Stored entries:
....................
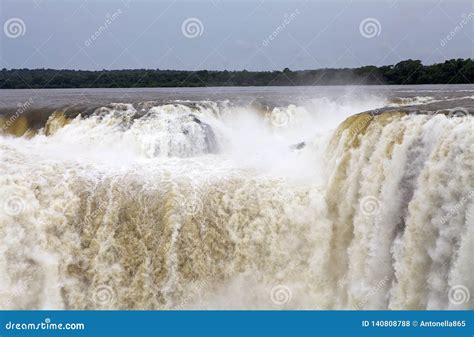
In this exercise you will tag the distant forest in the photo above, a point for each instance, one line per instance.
(405, 72)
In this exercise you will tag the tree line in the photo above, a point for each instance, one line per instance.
(453, 71)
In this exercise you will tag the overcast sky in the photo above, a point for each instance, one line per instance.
(233, 35)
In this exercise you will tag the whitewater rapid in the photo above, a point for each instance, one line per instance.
(206, 205)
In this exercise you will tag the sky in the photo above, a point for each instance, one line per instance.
....................
- [What you should do]:
All of the lines above should be retyped precisely, apart from the pictures.

- [Expected output]:
In this exercise you will tag the distant forest in the photo above, a point for each instance, one line per instance.
(405, 72)
In this exercise you will tag the tree line in the photo above, a point for each instance, one line per instance.
(453, 71)
In this exercise you will tag the overcast sky in the photo above, a point for each instance, one line per instance.
(233, 35)
In this exercise you will tag the whitewater rapid in the photo above, a point for each instance, one line per instance.
(206, 205)
In this exercise you will tag the sky in the photo above, a point for each instance, one line per instance.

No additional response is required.